PASSAGE EXTRAIT:
DANS LA SÉRIE DES INAPERÇUS 2005 – Los Chicros, 1=0, Spleen, Maarten, Sweet Apple Pie, Discover, Tchiki Boum, British Hawaii, Kimlico, Amadeus Tappioka, Spy, Madame De C***
Mercredi 16 février
La deuxième journée de cette 9ème édition des Inaperçus offre dès l’arrivée au Glaz’art un constat sans appel : il y a bel et bien un effet CQFD. Tandis que la veille au soir, la présence de trois figures de proue des récentes éditions du radio-crochet des Inrocks avait suffi à garnir copieusement les lieux, le line-up de ce mercredi – à notre goût pourtant plus alléchant – semble peiner à appâter le chaland. La salle se remplit tout de même peu à peu pour ce qui s’annonce la soirée la plus véritablement pop de toute la semaine.
Olivier Brion, fer de lance d’une certaine conception du genre à l’époque (début 90’s) de The Yachines, incarne à lui seul le projet Discover. Il devait, au départ, sévir avec un bassiste lui ayant fait faux bond, et joue sur le clavier des Sweet Apple Pie – on a connu conditions plus idéales, reconnaissons-le. Le garçon aime la Californie, Brian Wilson, Cassavetes, les lunettes de soleil aux teintes extravagantes et la Motown. On serait bien en mal de lui reprocher ces vices, que l’on partage avec une même avidité (sauf les lunettes), mais le fait est que quelque chose cloche dans son approche de la musique. Débutant, de façon assez prometteuse, avec une version de "Summerstereo" toute en orgue Hammond, chantée d’une voix fluide et délicate, son set fait assez rapidement piquer du nez. Une citation du "Love Vigilantes" de New Order et une reprise acoustique de "Lost In The Supermarket" de Clash sont d’assez pâles consolations en regard de chansons comme "Gena Rowlands", à la fois en panne d’inspiration mélodique et plus généreuses en clichés sur les Etats-Unis que l’intégrale de Benjamin Biolay. Lorsqu’elle semble ainsi balisée et révérencieuse, la pop peut se révéler aussi mortifère que le jazz envisagé par Harry Connick Jr. Dommage, donc, de la part d’un homme qu’on sent apte à façonner un univers plus personnel et aventureux.

CONSIGNE:
Pourriez-vous poursuivre la chronique des Inaperçus 2005 à partir de sa dernière phrase ? Les lignes qui suivent n'ont aucun lien avec la chronique des Inaperçus.

JEU DE DONNÉES:
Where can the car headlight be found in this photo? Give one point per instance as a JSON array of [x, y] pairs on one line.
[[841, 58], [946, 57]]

RÉPONSE ATTENDUE:
Les rouennais de Maarten, présents au générique de la compilation POPvolume#4 mais aussi du dernier CQFD, s’étaient déjà produits aux Inaperçus en 2001. Ils ne sont donc pas tout à fait nés de la dernière pluie, et l’on sent du reste que leur formule scénique est joliment rodée. Très appliqué, le groupe (guitare-basse-violon-clavier-trompette-batterie) distille une musique moins immédiatement accrocheuse que celle de Discover, mais paradoxalement plus captivante, pour laquelle l’adjectif "automnal" semble avoir été créé. Sous ses dehors un poil jansénistes, celle-ci ne tarde pas à faire valoir de vrais tours de force mélodiques, à l’image des désormais fameux "At A Copenhagen Theatre" et "The Only Thing I Know". Ayant la bonne idée de dérider l’ambiance par quelques traits d’humour pince-sans-rire, Maarten fait par ailleurs étalage d’un spectre d’influences de premier choix, évoquant – trompette aidant – Love et les Tindersticks de "Curtains", ou encore – question de mimétisme vocal, cette fois-ci – le versant le plus mélancolique des disques de Colin Blunstone. Un léger bémol, peut-être quant à l’utilisation parfois un peu lourde des contrastes silence/bruit, mais rien de très contraignant. "C’est notre tube de l’été 99 !" lance le violoniste du groupe en prélude à un titre plus instantanément pop – l’ironie de l’expression "tube", le concept même d’"été 99" et les souvenirs immédiats de ce que l’on écoutait et était alors contribuent à rendre l’instant délicieusement nostalgique.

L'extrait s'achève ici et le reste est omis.